▸ **What the task asks**
Repeat exactly, and only, the lines from the line containing "# test: mark the man's dark" through the last line of the records below, including both.

▸ **Items**
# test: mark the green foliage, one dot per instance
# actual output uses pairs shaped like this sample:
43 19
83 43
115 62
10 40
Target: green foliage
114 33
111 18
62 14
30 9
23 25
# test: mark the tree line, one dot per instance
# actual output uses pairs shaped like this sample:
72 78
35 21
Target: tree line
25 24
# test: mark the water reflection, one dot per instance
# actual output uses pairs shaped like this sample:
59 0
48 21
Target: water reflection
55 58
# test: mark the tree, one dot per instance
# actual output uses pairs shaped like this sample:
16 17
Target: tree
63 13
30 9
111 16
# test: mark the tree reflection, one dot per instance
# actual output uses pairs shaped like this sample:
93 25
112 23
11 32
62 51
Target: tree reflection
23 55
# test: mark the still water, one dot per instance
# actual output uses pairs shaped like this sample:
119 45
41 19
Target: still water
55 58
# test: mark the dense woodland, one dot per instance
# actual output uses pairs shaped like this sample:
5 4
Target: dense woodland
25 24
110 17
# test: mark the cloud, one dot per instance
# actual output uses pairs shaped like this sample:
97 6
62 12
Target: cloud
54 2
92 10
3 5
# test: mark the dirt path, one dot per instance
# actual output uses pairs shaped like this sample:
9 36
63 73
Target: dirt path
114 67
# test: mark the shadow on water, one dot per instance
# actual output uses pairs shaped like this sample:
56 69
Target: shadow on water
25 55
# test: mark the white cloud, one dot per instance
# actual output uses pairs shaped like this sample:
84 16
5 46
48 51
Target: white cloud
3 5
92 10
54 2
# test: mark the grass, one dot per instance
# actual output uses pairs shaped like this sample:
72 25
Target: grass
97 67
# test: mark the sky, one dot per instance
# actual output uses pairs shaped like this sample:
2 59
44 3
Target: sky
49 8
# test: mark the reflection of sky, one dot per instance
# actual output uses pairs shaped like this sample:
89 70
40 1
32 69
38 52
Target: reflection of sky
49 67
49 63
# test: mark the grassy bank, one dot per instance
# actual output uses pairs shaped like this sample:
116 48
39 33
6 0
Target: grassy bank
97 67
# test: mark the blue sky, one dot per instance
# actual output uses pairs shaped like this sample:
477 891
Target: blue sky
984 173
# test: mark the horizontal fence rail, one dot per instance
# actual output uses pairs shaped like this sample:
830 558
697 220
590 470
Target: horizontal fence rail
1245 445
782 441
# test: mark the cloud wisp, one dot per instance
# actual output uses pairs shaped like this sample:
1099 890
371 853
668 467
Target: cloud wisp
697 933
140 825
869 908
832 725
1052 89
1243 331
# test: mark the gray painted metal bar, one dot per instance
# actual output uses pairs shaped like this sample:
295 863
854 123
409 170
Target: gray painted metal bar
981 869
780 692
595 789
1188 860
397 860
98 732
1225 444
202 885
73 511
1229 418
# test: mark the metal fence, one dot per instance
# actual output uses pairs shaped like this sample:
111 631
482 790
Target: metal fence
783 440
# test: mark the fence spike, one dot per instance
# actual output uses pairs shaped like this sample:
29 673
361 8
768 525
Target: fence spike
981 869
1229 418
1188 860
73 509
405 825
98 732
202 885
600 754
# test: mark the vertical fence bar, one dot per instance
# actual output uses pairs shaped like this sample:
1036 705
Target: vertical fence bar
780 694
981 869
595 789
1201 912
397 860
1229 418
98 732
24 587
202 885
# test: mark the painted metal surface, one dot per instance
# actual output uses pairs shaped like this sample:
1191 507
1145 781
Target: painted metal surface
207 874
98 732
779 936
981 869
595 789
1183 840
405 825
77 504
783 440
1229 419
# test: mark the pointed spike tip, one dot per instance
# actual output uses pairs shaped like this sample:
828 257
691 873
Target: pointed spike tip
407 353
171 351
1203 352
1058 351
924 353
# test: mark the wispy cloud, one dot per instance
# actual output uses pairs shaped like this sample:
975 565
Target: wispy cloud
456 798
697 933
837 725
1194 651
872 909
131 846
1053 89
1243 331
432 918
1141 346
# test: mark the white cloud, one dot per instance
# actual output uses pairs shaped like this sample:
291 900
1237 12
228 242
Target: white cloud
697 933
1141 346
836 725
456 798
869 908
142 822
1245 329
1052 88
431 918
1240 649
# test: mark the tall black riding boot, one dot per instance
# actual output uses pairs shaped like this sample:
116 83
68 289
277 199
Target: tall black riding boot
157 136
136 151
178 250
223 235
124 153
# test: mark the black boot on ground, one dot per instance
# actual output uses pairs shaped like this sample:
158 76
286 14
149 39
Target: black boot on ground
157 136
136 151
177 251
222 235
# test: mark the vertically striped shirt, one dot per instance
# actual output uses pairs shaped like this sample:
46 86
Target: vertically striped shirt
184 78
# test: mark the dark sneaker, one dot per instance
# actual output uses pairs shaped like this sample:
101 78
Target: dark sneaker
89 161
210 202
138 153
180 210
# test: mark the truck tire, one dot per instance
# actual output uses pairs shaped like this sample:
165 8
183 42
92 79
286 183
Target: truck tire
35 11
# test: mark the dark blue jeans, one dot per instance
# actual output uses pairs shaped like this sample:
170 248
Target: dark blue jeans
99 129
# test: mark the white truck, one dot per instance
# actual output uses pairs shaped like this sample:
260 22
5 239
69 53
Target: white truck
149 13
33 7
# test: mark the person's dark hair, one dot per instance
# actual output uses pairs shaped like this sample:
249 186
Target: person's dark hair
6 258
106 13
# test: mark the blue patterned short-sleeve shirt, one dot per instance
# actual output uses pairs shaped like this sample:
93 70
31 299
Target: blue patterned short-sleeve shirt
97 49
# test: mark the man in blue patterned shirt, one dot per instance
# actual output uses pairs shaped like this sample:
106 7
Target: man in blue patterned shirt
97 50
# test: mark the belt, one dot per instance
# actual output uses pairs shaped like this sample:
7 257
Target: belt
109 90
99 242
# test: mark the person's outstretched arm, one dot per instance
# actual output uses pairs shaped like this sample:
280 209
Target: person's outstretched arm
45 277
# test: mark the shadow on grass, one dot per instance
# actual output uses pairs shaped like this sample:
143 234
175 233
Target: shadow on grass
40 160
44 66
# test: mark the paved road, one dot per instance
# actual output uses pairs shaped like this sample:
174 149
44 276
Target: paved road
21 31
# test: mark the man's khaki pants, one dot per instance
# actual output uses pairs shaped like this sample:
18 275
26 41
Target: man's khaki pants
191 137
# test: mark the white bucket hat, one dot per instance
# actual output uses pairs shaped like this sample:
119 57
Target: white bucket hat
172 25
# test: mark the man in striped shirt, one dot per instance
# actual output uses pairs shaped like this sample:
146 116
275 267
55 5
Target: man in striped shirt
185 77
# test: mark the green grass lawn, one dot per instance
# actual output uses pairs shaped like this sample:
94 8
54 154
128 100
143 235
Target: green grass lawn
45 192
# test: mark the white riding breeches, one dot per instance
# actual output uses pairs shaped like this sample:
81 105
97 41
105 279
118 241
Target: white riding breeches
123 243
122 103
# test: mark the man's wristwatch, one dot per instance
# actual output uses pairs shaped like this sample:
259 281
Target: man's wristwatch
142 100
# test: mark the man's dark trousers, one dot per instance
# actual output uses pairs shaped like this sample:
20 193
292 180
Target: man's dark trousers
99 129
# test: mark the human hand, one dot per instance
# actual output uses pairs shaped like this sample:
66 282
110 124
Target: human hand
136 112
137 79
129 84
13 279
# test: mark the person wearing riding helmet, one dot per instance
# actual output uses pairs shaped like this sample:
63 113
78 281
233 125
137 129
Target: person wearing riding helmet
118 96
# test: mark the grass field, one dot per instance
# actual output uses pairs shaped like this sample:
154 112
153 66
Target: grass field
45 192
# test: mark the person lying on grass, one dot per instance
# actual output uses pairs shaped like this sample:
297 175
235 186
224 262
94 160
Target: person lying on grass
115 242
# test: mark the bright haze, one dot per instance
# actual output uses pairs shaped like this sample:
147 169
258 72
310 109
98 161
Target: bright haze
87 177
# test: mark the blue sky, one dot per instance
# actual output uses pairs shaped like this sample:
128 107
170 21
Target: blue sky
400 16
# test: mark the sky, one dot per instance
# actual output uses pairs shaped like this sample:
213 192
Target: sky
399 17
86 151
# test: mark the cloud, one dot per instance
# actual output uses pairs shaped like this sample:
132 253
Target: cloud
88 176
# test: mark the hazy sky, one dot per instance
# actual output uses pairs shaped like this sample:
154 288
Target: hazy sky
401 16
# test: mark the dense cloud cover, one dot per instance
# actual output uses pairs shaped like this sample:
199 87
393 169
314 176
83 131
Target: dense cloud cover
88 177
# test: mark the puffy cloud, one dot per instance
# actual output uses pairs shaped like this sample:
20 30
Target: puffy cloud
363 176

▸ **Answer for the task**
# test: mark the man's dark trousers, one dot per instance
# actual output uses pairs shaped like this sample:
20 193
292 180
Target: man's dark trousers
99 129
# test: mark the human hand, one dot per instance
# actual output uses pairs shaped like this sample:
66 282
110 124
Target: human hand
136 112
137 79
129 84
13 279
# test: mark the person wearing riding helmet, one dot per instance
# actual output uses pairs shaped like this sample:
63 113
78 281
233 125
137 129
Target: person wearing riding helmet
118 96
# test: mark the grass field, one dot per instance
# actual output uses pairs shaped like this sample:
154 112
153 66
Target: grass field
45 192
# test: mark the person lying on grass, one dot per instance
# actual output uses pairs shaped like this sample:
297 175
235 186
224 262
94 160
Target: person lying on grass
115 242
# test: mark the bright haze, one dot per instance
# actual output uses pairs shaped like this sample:
147 169
258 72
310 109
98 161
Target: bright haze
87 177
# test: mark the blue sky, one dot per instance
# actual output uses pairs shaped like this sample:
128 107
170 21
Target: blue sky
400 16
# test: mark the sky, one dot per instance
# actual output uses pairs shaped like this sample:
213 192
Target: sky
399 17
86 151
# test: mark the cloud, one dot per instance
# actual output uses pairs shaped like this sample:
132 253
Target: cloud
88 176
# test: mark the hazy sky, one dot per instance
# actual output uses pairs shaped like this sample:
154 288
Target: hazy sky
401 16
# test: mark the dense cloud cover, one dot per instance
# actual output uses pairs shaped like this sample:
199 87
393 169
314 176
83 131
Target: dense cloud cover
88 177
# test: mark the puffy cloud, one dot per instance
# actual output uses pairs shaped like this sample:
20 30
Target: puffy cloud
363 176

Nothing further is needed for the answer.